> **Selected passage**:

The Healthy Enough Guide to Cooking

I’ll soon be featuring my favourite recipes on Healthy Enough. Each one will be damned good for you without any compromises on flavour. No bland Weight Watchers crap – I’m talking about easy-to-make food that tastes great and makes your body happy. I can say this with confidence, as each meal I feature will be one I eat on a regular basis.

But before I get started with the recipes, I want to run a few things by you in this article – my principles for cooking, if you will. My reasons for doing so are twofold:

  1. To give you the freedom to cook as you please (not necessarily as my recipes dictate).
  2. To persuade you that cooking can actually be enjoyable if you’re not currently a fan (or think you don’t have the ability to cook).

If you’re already on board with the notion that cooking is fun, read on so you know how to tackle the upcoming recipes here on Healthy Enough. On the other hand, if you’re skeptical about the idea of cooking for yourself, it’s about time you learned just how much fun and rewarding it can be.

> **Supplied material**:

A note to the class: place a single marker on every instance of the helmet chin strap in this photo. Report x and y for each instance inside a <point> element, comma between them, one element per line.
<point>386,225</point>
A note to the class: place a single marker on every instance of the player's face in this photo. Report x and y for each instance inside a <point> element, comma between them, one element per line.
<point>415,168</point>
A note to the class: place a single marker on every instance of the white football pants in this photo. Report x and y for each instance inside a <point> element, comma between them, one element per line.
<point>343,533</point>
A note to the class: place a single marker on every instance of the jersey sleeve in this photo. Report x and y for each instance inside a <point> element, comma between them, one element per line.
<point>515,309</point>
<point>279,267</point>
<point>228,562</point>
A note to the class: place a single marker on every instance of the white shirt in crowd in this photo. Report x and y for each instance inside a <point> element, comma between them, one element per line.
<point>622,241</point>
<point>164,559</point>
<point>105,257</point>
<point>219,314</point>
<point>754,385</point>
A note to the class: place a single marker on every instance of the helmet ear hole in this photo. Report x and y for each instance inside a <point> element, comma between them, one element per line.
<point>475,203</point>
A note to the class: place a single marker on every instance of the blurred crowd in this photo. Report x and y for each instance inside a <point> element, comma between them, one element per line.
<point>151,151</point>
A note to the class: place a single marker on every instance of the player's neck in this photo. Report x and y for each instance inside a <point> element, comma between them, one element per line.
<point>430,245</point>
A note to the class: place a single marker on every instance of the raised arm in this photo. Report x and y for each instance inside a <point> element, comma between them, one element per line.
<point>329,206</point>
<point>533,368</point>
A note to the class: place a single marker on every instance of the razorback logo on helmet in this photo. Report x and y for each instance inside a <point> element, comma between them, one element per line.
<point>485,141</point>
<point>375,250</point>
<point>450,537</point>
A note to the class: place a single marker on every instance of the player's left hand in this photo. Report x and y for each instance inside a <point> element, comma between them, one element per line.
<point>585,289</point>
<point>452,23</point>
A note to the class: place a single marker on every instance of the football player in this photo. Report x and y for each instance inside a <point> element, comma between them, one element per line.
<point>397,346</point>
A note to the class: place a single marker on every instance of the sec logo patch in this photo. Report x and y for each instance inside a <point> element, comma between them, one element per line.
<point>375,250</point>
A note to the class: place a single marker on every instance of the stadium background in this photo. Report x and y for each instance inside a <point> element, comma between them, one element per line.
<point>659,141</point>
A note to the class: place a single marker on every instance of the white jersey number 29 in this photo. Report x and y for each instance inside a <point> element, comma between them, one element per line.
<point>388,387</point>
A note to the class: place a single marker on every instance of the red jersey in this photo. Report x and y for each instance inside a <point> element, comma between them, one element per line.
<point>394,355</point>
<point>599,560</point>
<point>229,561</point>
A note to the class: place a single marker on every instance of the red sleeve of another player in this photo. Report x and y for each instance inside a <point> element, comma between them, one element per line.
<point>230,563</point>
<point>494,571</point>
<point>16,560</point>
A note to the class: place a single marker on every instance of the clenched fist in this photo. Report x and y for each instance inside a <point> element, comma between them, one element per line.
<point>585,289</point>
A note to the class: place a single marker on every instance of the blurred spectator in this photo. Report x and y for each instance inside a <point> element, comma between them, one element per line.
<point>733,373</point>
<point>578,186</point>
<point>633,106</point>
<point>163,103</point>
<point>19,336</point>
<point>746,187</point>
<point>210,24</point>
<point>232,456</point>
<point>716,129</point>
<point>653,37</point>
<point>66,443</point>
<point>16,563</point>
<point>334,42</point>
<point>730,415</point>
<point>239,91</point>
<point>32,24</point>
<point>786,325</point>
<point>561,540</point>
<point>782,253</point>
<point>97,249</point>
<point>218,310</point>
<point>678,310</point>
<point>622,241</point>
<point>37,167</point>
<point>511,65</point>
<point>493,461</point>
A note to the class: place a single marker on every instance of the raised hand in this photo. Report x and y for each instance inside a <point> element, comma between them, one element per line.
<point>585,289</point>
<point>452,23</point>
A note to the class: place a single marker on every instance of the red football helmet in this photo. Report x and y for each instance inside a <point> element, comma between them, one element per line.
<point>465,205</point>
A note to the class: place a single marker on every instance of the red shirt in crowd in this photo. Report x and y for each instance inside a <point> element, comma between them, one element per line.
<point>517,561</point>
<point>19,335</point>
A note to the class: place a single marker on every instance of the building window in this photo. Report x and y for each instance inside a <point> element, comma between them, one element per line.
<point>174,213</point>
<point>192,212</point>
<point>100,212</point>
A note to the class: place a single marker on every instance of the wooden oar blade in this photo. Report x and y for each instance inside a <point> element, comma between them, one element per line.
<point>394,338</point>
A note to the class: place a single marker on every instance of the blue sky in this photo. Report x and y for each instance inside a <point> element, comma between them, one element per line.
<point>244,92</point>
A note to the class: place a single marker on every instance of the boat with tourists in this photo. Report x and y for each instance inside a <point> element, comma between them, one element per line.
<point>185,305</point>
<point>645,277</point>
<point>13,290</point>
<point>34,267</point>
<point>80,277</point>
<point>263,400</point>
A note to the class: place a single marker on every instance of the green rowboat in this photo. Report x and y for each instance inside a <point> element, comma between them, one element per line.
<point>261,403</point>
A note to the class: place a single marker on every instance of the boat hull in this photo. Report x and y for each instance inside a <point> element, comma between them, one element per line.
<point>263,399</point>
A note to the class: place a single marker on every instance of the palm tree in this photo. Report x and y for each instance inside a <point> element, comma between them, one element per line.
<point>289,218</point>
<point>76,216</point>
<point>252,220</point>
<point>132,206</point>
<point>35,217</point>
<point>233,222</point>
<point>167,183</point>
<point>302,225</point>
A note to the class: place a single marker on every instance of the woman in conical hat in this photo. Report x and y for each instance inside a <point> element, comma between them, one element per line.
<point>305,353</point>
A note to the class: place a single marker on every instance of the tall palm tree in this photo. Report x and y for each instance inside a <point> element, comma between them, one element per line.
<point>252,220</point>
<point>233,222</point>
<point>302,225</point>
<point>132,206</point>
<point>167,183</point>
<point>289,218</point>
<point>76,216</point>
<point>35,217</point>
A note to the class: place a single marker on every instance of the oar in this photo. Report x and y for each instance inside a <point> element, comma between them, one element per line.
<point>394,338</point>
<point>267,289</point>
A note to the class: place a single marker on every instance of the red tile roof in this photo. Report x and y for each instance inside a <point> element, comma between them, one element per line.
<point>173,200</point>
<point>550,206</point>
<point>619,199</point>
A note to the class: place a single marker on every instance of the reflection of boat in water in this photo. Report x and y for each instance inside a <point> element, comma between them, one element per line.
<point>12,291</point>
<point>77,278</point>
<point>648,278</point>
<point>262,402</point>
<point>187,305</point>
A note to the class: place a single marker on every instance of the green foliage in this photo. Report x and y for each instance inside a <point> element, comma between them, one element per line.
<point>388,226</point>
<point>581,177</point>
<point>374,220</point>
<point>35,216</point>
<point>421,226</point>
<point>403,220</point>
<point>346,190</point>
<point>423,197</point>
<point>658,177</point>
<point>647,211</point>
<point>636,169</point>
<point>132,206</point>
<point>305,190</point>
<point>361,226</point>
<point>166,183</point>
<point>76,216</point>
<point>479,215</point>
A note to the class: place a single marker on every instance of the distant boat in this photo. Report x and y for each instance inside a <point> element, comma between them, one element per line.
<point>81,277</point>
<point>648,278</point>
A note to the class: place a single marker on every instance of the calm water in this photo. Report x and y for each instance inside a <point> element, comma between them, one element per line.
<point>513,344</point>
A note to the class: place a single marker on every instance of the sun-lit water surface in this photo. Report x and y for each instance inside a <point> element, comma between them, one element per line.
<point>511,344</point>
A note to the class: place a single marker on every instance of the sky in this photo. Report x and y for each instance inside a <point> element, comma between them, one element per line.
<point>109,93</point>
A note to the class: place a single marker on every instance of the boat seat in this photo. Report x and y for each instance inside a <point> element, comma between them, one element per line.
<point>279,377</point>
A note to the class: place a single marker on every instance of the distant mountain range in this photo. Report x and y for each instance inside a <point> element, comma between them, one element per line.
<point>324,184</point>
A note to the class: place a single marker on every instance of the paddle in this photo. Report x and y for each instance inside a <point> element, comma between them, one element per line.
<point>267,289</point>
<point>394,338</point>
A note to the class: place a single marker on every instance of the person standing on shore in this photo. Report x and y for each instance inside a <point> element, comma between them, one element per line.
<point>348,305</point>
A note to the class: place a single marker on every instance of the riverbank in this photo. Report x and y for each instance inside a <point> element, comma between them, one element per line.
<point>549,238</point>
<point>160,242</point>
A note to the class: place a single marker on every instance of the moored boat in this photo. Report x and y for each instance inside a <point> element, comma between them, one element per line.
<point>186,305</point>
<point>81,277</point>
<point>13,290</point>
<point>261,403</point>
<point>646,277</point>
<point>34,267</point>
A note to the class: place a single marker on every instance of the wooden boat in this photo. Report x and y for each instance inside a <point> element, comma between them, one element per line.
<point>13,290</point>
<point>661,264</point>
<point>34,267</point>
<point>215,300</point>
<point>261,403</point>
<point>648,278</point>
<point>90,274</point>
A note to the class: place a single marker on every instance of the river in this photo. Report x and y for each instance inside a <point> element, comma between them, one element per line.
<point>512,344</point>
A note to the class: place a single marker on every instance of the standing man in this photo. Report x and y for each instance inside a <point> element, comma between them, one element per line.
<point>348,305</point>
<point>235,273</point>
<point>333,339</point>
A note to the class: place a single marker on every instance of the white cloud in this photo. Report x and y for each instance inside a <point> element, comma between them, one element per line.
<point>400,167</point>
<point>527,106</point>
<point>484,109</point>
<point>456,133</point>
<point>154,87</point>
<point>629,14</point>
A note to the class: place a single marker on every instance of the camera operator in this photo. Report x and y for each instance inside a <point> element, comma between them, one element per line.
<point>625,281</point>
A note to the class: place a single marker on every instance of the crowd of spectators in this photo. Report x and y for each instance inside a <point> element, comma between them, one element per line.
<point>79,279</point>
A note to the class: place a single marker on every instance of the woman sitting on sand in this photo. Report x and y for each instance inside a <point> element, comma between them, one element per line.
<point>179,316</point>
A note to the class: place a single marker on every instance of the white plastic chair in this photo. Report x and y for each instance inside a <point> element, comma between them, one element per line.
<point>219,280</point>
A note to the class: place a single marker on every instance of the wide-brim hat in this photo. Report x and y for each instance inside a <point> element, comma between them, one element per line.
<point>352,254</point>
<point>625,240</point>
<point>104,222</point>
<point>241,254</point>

> **Goals**:
A: Print the stretch of the cooking guide from "2. To persuade" through "rewarding it can be.", copied word for word.
B: Turn the stretch of the records from the line containing "the wooden boat" through the line containing "<point>512,344</point>" into a Markdown table with the columns Row and Record line. Give each nonblank line its own numbered row, and leave out blank lines.

> **Replies**:
A:
2. To persuade you that cooking can actually be enjoyable if you’re not currently a fan (or think you don’t have the ability to cook).

If you’re already on board with the notion that cooking is fun, read on so you know how to tackle the upcoming recipes here on Healthy Enough. On the other hand, if you’re skeptical about the idea of cooking for yourself, it’s about time you learned just how much fun and rewarding it can be.

B:
| Row | Record line |
|---|---|
| 1 | A note to the class: place a single marker on every instance of the wooden boat in this photo. Report x and y for each instance inside a <point> element, comma between them, one element per line. |
| 2 | <point>13,290</point> |
| 3 | <point>661,264</point> |
| 4 | <point>34,267</point> |
| 5 | <point>215,300</point> |
| 6 | <point>261,403</point> |
| 7 | <point>648,278</point> |
| 8 | <point>90,274</point> |
| 9 | A note to the class: place a single marker on every instance of the river in this photo. Report x and y for each instance inside a <point> element, comma between them, one element per line. |
| 10 | <point>512,344</point> |